### [Requisitos]
Transcreva a parte do texto sobre a comunicação comunitária em Heliópolis que começa nas palavras "O brasileiro pode" e termina depois de "precisam ser contadas.".

### [Trecho do texto]
┄┄┄┄┄┄┄┄┄┄
Meios de comunicação impactam na socialização da comunidade e em seu desenvolvimento

Photo by Danilo Alvesd on Unsplash

O brasileiro pode usar diferentes caminhos para chegar até as notícias: ouvindo uma estação de rádio, lendo um impresso, assistindo aos telejornais, acessando sites ou até mesmo assinando uma newsletter do veículo para receber as notícias via WhatsApp. Heliópolis, bairro da cidade de São Paulo com 180 mil habitantes, abriga histórias que precisam ser contadas.

Veículos como a ‘Rádio Comunitária Heliópolis’, o jornal ‘UNAS Heliópolis e Região’ e a revista ‘Q Fita É Essa?!’, desenvolvem um serviço para integrar e contar essas histórias. Estes veículos são necessários para atender a demanda de uma população que ainda vive sobre a escassez de não possuir acesso a tecnologias avançadas.

O propósito dos colaboradores desses meios é fazer com que o mundo chegue dentro da comunidade. “A comunicação tem essa missão de destravar, de sensibilizar e de informar. Com esse objetivo, entra o trabalho dessa galera”, diz Sylvio Ayala, editor da revista comunitária.

Diego Rocha, comentarista nos programas Bairro Educador e Estilo Musical, reforça que o público que é esquecido pela sociedade corre para esses veículos, pois sabe que encontrará espaço para contar suas histórias, fazendo disso um instrumento para as comunidades se expressarem.

Para o colaborador, a única coisa que divide as comunicações são suas finalidades. Enquanto a comercial vislumbra o dinheiro (como já diz o nome: ela está comercializando), a comunitária busca apenas dar voz à população.

A RÁDIO DAS CORNETAS

“Está vendo aquelas três cornetas ali? Foi assim que começou”, nos explica Liberalino Lima, coordenador de programação da Rádio Comunitária Heliópolis, apontando para os postes da Rua Paraíba. Em sua fundação, há 27 anos, o objetivo da rádio era apenas manter os moradores informados sobre reuniões importantes. As cornetas espalhadas foram a solução para melhorar os problemas de comunicação.

Após muita luta e investimentos estrangeiros, a rádio se modernizou e foi ao ar pela primeira vez. Atualmente, está sintonizada na frequência 87,5 FM. O sinal atende apenas as regiões próximas ao bairro, porém, toda a programação é transmitida em tempo real por meio do site oficial. “Com a internet, isso chega ao mundo todo. Já recebi ligações do Japão, Portugal e muitos outros países alcançados pela internet”, diz Lima.
┄┄┄┄┄┄┄┄┄┄
Registros de apontamento:
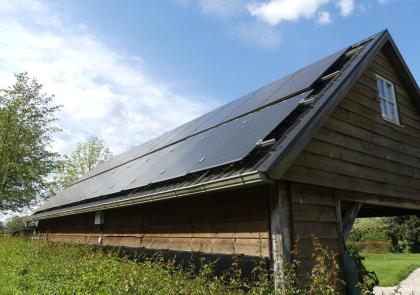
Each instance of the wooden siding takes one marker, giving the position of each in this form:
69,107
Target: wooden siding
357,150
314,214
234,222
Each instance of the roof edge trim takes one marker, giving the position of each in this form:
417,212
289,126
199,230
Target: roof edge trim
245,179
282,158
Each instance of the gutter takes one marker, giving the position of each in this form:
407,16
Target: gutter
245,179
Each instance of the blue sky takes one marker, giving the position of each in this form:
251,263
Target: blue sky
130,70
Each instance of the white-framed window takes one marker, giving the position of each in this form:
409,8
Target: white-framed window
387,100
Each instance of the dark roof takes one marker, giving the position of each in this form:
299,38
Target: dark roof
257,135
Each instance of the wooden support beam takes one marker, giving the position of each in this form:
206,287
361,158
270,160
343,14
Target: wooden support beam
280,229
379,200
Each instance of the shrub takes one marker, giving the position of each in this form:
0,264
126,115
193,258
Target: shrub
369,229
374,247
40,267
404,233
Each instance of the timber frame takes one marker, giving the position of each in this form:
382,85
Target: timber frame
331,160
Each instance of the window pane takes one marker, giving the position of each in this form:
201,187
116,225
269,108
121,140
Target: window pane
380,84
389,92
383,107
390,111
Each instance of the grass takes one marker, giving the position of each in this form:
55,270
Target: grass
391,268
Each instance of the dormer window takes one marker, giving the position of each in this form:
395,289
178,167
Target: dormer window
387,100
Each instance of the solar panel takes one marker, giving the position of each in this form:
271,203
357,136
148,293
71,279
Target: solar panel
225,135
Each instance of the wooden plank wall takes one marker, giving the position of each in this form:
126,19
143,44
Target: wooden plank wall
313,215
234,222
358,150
┄┄┄┄┄┄┄┄┄┄
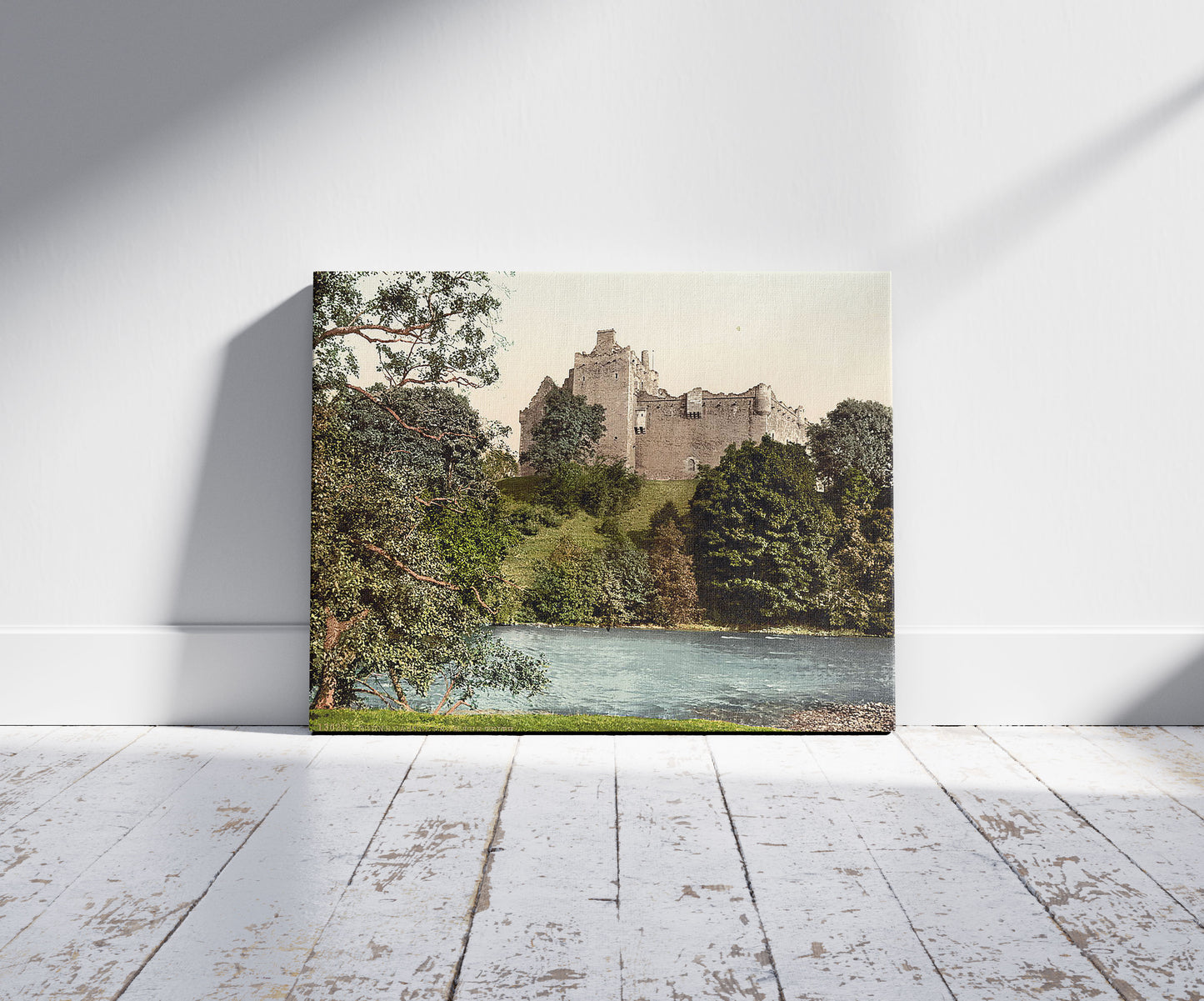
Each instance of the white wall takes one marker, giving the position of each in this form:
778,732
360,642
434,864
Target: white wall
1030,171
┄┄┄┄┄┄┄┄┄┄
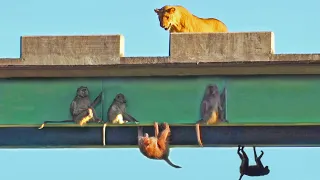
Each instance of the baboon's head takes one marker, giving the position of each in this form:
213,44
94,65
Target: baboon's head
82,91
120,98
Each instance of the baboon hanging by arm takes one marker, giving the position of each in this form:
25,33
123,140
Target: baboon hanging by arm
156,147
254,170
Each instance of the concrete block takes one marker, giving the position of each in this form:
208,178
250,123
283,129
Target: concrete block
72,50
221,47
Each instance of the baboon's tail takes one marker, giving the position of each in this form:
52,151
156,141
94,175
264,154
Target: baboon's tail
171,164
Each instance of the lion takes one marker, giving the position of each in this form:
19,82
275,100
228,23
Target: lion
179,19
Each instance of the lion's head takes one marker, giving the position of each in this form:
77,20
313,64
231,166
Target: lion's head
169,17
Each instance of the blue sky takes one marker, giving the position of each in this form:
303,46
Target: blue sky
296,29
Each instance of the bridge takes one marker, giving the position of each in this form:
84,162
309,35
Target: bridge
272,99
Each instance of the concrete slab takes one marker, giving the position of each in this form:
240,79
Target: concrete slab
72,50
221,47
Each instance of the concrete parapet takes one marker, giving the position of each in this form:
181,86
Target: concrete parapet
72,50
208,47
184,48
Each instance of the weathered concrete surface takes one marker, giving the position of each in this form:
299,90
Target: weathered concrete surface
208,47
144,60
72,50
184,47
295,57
┄┄┄┄┄┄┄┄┄┄
### [A resposta]
O brasileiro pode usar diferentes caminhos para chegar até as notícias: ouvindo uma estação de rádio, lendo um impresso, assistindo aos telejornais, acessando sites ou até mesmo assinando uma newsletter do veículo para receber as notícias via WhatsApp. Heliópolis, bairro da cidade de São Paulo com 180 mil habitantes, abriga histórias que precisam ser contadas.